> **SHORT PROBLEM A**
Duplicate the memorial address, everything from "What then does" down to "messy or difficult?".
> **SHORT PROBLEM B**
Pick up the memorial address at the point where it stops and keep writing it.

> **EXCERPT TO READ**
::::::::

Mary
Elizabeth Norris Baker
Feb.
4, 1906 - Feb. 15, 2010
A
Memorial Address by the Rev. James P. Cooper
“Every
person is created that he may live for ever in a state of happiness.
....for He
who wills that a person should live for ever also wills that he should
live in
a state of happiness. What would eternal life be without that? All love
desires
the good of another. The love of parents desires the good of their
children;
the love of the bridegroom and of the husband desires the good of the
bride and
of the wife; and friendship’s love desires the good of friends.
What then does
the Divine Love not desire? What is good but delight? And what is
Divine Good
but eternal happiness? …Hence it is clear that eternal life is
also eternal
happiness.” (DP 324:6)
We
all struggle with the big questions in life:
What is the nature of God? What is the purpose of life? Why does
their
have to be a natural world and a spiritual world? Why does the
transition between the two worlds sometimes seem so messy or difficult?
The
interesting thing is, the answer to all these questions is the same: God loves us and wants us to be happy to
eternity. If that can become the founding truth in everything we do and
say,
then it all becomes much clearer.

::::::::

> **EXTRACTED MATERIAL**
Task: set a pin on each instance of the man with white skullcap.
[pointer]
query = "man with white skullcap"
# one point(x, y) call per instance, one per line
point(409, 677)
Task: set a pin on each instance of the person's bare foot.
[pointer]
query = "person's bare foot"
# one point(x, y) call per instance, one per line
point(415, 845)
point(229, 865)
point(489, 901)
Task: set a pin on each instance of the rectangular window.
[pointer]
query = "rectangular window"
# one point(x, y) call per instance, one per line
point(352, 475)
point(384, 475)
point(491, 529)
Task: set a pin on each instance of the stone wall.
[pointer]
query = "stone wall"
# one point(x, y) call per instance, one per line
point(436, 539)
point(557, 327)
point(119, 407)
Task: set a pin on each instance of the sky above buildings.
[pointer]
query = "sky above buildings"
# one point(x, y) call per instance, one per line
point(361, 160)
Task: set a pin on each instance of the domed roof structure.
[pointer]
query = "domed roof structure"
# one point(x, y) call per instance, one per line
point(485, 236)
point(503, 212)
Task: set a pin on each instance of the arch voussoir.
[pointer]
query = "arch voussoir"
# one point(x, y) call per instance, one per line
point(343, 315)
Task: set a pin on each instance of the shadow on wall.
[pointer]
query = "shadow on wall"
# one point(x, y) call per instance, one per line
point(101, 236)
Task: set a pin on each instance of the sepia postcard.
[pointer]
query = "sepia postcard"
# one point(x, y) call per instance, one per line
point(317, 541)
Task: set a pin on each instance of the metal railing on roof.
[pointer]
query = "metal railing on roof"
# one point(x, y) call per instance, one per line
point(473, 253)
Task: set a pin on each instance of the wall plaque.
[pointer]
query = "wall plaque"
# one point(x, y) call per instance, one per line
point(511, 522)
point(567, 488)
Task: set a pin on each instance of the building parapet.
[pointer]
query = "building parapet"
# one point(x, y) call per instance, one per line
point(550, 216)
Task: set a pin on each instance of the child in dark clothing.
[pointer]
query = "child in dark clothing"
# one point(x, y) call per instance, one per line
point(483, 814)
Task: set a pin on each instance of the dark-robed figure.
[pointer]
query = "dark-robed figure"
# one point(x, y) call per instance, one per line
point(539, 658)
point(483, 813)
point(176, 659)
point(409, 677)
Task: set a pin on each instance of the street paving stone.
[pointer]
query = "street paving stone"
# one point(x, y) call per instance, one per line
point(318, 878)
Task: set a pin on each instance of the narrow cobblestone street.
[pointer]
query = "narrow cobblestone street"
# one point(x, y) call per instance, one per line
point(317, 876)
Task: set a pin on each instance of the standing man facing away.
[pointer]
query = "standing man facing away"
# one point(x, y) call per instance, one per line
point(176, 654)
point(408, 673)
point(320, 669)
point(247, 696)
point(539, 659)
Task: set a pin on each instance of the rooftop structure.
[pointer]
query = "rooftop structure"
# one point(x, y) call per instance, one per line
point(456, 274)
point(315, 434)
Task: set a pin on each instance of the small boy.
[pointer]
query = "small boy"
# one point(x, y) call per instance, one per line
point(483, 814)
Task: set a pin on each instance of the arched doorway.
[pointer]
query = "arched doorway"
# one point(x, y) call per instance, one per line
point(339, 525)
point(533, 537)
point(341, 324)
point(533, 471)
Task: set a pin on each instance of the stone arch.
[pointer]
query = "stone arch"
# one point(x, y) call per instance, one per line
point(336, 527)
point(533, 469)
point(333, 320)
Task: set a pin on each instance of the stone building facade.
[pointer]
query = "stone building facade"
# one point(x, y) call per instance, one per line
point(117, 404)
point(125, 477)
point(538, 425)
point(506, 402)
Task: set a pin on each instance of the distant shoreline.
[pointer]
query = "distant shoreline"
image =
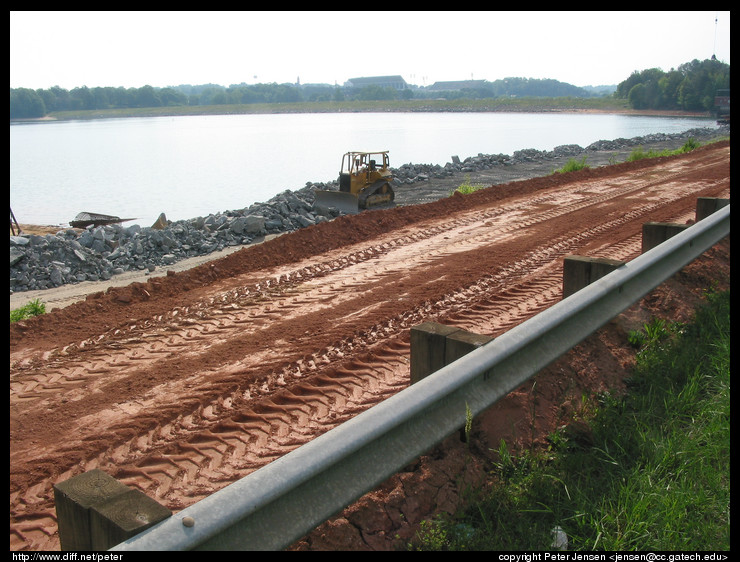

::::::::

> **WRITTEN RESPONSE A**
What then does
the Divine Love not desire? What is good but delight? And what is
Divine Good
but eternal happiness? …Hence it is clear that eternal life is
also eternal
happiness.” (DP 324:6)
We
all struggle with the big questions in life:
What is the nature of God? What is the purpose of life? Why does
their
have to be a natural world and a spiritual world? Why does the
transition between the two worlds sometimes seem so messy or difficult?

> **WRITTEN RESPONSE B**
Little
children think that getting what they want when they
want it all
the time is the way to happiness. But wise adults know that if you give
a child
all the candy they want, they are going to be sick. Wise adults know
that true,
lasting happiness comes through self-discipline and working toward
goals that
benefit others as well as self. Or, what Jesus called “the Two
Great
Commandments,” the love of God and the love of the neighbour as
one’s self.
Wise
adults also recognize that pain and struggle are not always bad things.
We set
goals for ourselves, and if they are valuable goals, there will be
effort and
sacrifice to accomplish them.. It could be remodelling the kitchen, it
could be
going to school to acquire a trade or a degree, or it could be carrying
and
giving birth to a child. We know that we value most the things that we
work the
hardest for. These are the things that give us our greatest delight.
We
see both aspects of this teaching in Mary Baker’s life. It
wasn’t always easy.
She had to work hard, and there were many disappointments. But if you
talked to
her for just 5 minutes, you knew that she was full of the happiness of
heaven,
that her life long work had been gently guided by the Lord to prepare
her for
the happiness of eternal life in heaven.
Mary
was born Feb. 4th, 1906 in Pontiac MI to Charles G. Norris and Edith
Verrall Norris.
A year later, the family moved to Toronto, where Mary lived for the
rest of her
life.
In
her 100th year, Mary wrote - with the help of her daughter Linda and
daughter-in-law Marg - a memoir of her early years, collecting stories
from her
earliest childhood up until her marriage to George. It’s a book
that is
remarkable for its frank appraisal of the difficulties of her
childhood.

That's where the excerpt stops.